◆ **REQUIRED ACTIONS**
1. According to the excerpt on eukaryotic parasites of marine algae, what share of florideophyte red algae species are involved in parasitism?
2. In the excerpt on eukaryotic parasites of marine algae, extract the passage between "11.2.3 Eukaryotic Parasites" and "of marine macroalgae.", inclusive.
3. Continue the excerpt on red algal parasites from where it stops.
+++ EXCERPT PROVIDED +++
11.2.3 Eukaryotic Parasites and Pathogens
In addition with the case of hemiparasitism caused by V. lanosa in A. nodosum (see
above), strict parasitic relationships have been well studied in red algae, but
remained nearly unexplored from a physiological point of view in fungal or
oomycete colonizers of marine macroalgae.
11.2.3.1 Adelphoparasites and Alloparasites of Red Algae
Some of the algal endophytes in fronds of red algae are nonphotosynthetic and are
assumed to obtain carbon from their hosts (Goff 1982 ). The evolution of these red algal
parasites is one of the most fascinating aspects of algal associations: It is common
among florideophyte red algae, involving about 8-10%of the species, and has a unique
type of development in which parasite nuclei are transferred to host cells and “control”
host cell development in a kind of hijacking. It was reinvestigated in the recent years
using new molecular tools to better decipher phylogenetic relationships between the
host and its parasite (Zuccarello et al. 2004 ;Kuriharaetal. 2010 ), as well as to generate
genomics data on the two partners. A recent work reported the sequencing of the
mitochondrial genomes of the free-living gracilarioid Gracilariopsis andersonii and
its closely related parasite Gracilariophila oryzoides to characterize the effect of a
parasitic lifestyle on the organellar genomes of red algal parasites (Hancock et al.
2010 ). This latter paper provides a comprehensive review of the biology of aldelpho-
parasitism that is summarized below.
+++ GIVEN RECORDS +++
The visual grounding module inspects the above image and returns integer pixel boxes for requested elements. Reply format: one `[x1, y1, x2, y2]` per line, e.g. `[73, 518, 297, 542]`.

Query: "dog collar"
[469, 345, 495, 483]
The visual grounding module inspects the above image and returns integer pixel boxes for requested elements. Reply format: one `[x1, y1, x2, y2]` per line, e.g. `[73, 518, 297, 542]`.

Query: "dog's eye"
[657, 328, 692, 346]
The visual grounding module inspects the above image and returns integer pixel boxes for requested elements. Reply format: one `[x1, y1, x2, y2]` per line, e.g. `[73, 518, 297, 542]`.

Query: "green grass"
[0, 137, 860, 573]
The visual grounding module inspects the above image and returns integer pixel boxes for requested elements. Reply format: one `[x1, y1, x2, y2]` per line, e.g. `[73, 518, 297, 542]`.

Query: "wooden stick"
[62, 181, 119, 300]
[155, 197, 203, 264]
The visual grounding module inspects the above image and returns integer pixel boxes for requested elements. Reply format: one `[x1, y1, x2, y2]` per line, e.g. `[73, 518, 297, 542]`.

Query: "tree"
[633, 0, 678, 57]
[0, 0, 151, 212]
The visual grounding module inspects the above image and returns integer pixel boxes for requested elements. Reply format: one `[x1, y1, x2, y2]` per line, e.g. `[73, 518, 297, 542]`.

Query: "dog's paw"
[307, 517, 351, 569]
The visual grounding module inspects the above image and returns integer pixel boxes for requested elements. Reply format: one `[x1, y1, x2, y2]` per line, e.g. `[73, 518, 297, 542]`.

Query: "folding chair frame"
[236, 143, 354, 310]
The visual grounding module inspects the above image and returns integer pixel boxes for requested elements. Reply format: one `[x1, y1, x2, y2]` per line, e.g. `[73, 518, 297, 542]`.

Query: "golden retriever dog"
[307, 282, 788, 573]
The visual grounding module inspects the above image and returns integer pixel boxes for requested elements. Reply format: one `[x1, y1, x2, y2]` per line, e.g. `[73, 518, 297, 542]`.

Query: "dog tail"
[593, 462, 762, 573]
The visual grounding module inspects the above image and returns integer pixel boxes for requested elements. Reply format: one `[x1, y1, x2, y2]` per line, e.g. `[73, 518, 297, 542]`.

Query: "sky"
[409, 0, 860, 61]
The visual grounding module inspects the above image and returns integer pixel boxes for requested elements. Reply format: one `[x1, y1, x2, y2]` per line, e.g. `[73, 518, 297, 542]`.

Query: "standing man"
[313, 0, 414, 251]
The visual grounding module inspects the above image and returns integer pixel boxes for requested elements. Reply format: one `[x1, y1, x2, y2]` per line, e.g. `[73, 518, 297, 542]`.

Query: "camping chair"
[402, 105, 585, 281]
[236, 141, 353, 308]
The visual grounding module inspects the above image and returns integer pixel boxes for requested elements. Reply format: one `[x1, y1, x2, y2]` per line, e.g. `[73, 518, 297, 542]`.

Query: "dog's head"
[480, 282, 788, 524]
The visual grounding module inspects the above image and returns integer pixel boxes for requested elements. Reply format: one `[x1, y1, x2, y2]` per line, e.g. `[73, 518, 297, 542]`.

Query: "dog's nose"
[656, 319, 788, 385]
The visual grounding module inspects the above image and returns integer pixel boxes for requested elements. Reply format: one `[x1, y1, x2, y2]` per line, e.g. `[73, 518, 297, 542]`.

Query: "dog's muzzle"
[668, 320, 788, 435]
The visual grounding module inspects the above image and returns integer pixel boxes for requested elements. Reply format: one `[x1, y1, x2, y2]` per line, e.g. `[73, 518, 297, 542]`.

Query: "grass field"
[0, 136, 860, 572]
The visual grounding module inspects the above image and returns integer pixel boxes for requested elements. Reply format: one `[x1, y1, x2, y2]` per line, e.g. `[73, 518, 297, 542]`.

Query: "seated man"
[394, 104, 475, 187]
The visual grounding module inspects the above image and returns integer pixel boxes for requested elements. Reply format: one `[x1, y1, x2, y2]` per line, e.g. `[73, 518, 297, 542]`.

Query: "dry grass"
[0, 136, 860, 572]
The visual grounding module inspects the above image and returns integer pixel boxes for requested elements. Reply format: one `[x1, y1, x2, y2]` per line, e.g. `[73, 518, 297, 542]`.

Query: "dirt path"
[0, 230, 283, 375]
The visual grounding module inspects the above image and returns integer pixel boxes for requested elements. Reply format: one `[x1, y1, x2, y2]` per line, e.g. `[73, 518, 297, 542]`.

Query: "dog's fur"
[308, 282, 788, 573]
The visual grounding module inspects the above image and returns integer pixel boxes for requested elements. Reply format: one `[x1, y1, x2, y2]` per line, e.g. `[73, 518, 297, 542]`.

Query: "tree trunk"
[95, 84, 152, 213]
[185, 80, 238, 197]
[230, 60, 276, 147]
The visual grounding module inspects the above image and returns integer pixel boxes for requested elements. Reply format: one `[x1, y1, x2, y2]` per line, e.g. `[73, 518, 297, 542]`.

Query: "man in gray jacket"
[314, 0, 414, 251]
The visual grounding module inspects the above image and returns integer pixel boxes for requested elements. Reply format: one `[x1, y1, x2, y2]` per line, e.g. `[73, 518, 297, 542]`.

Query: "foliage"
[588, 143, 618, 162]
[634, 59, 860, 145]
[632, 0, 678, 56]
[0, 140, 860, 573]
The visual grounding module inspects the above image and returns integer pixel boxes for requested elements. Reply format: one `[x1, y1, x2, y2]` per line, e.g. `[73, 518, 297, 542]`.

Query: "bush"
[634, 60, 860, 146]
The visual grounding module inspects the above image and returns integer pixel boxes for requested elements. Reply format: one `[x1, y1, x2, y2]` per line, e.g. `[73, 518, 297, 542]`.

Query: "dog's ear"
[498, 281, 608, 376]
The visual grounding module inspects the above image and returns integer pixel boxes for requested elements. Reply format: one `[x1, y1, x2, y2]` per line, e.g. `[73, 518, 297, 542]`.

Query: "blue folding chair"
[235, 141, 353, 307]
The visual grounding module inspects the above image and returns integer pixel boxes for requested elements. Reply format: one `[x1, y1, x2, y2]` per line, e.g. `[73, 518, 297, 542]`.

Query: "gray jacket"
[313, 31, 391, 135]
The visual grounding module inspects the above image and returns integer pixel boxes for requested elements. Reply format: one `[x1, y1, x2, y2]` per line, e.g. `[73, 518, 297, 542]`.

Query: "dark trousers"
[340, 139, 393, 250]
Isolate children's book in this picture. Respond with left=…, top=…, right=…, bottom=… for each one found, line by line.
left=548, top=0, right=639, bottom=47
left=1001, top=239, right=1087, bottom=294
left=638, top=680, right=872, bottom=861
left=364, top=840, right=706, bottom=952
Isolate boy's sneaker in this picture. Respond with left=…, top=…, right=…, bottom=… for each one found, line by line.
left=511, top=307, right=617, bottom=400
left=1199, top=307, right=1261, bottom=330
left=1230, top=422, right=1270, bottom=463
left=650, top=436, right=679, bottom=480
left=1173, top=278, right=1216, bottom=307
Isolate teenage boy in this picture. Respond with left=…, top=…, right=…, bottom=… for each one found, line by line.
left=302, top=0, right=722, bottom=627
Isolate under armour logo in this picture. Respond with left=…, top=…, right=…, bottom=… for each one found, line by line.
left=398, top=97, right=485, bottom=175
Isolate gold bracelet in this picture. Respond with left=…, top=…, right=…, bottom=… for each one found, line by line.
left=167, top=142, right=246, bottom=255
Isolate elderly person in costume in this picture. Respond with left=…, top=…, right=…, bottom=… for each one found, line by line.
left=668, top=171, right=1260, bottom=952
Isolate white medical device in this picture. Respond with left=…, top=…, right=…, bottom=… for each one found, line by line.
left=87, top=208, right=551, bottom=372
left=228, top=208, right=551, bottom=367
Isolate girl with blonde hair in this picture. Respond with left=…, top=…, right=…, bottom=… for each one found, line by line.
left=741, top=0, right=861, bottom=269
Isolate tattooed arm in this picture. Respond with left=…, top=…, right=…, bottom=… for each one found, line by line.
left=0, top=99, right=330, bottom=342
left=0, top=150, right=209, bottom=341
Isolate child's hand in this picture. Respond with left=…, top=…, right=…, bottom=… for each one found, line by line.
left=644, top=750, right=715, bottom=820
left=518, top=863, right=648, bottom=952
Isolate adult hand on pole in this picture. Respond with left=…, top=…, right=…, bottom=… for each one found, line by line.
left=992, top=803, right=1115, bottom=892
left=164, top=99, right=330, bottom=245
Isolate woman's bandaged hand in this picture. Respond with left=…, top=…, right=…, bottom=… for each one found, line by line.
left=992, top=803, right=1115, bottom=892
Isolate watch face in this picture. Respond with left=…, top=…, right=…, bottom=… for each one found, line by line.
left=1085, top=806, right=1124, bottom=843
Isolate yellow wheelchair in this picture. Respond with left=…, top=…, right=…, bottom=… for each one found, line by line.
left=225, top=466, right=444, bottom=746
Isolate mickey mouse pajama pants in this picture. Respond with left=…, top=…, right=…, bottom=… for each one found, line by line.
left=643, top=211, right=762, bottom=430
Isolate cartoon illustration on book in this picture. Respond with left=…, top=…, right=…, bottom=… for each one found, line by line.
+++
◆ **EXERCISE ANSWERS**
1. About 8-10% of the species.

2.
11.2.3 Eukaryotic Parasites and Pathogens
In addition with the case of hemiparasitism caused by V. lanosa in A. nodosum (see
above), strict parasitic relationships have been well studied in red algae, but
remained nearly unexplored from a physiological point of view in fungal or
oomycete colonizers of marine macroalgae.

3.
Red algal parasites are unusual because the vast majority (80%) of them parasit-
ize species with which they share a recent common ancestor. This strategy has
earned them the name “adelphoparasites,” from the Greek, adelpho, meaning “kin.”
Intracellular adelphoparasites are hardly observed in nature, morphologically
reduced to a miniature, often colorless pustule and, yet, have independently evolved
hundreds of times among the florideophyte red algae. Another part of red algal
parasites (20%) are known as alloparasites (“allo” meaning other), which also
diverged from free-living species, but then have radiated to exploit more distantly
related red algal hosts (Goff et al. 1997 ; Kurihara et al. 2010 ). Goff et al. ( 1997 )
give two possible scenarios for the origin of parasitic red algae. In one, the parasites
are ancestrally epiphytic, later becoming endophytic and eventually parasitic. In the
second, the parasites derive directly from spores that lose the ability to survive
independently of the parent, following the evolution of a carposporophyte after
fertilization in the florideophyte. One possibility is that adelphoparasites arose by
the second process while alloparasites arose by the first.